*Données fournies*:
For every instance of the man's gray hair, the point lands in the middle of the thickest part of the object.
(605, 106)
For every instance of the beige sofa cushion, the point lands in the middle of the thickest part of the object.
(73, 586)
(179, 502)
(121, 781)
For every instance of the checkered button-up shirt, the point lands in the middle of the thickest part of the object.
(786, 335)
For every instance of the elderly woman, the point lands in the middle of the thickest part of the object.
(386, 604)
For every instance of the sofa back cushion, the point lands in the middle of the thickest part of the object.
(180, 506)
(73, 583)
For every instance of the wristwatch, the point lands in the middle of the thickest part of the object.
---
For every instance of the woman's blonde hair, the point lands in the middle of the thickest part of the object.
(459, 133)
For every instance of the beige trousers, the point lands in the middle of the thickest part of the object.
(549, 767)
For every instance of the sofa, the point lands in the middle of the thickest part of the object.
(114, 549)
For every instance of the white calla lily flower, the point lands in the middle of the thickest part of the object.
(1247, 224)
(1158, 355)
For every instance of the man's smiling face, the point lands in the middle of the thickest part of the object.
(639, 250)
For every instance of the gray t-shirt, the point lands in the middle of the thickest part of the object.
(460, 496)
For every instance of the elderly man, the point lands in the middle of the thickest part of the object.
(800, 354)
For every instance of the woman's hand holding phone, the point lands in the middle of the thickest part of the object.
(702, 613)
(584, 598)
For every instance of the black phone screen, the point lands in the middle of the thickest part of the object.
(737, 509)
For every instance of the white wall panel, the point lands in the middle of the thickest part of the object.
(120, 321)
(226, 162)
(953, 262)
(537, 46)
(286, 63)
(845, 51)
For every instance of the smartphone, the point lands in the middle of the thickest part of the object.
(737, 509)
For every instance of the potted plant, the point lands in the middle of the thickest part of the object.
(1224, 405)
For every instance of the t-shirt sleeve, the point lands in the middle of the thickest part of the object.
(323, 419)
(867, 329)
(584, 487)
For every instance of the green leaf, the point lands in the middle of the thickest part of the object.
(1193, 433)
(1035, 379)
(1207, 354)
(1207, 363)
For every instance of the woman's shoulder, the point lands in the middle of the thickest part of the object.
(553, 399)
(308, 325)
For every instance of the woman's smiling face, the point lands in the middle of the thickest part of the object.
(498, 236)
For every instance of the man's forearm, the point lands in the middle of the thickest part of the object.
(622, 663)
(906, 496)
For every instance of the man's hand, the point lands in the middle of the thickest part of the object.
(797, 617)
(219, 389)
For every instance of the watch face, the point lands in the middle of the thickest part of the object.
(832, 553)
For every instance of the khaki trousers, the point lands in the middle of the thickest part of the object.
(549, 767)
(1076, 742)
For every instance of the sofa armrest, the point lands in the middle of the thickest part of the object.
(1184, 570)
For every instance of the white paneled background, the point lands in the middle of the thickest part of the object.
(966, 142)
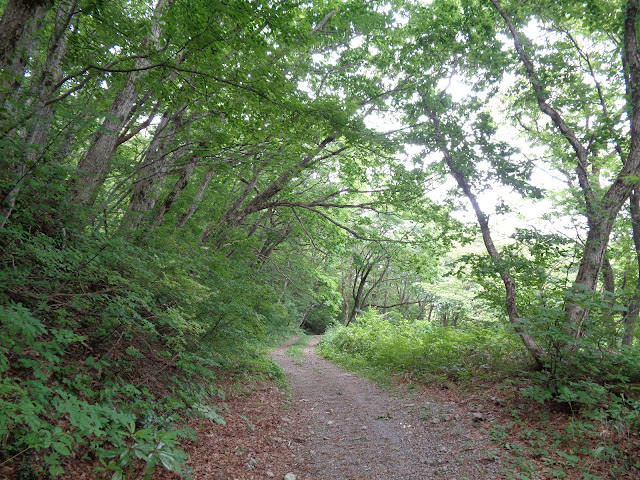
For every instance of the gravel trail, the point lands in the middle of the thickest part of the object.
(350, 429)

*Objectif*: Modifiez les enregistrements à partir de la ligne qui contient « For every instance of the beige trousers, the » jusqu'à celle qui contient « (1158, 355) » incluse, en remplaçant « calla lily » par « tulip ». Recopiez seulement ces lignes, sans autre changement.

*Réponse*:
For every instance of the beige trousers, the point lands in the middle of the thickest part of the object.
(549, 767)
For every instance of the sofa, the point lands in the middle of the thickest part of the object.
(114, 549)
For every instance of the white tulip flower, the point lands in the middle of the thickest part of the object.
(1247, 224)
(1158, 355)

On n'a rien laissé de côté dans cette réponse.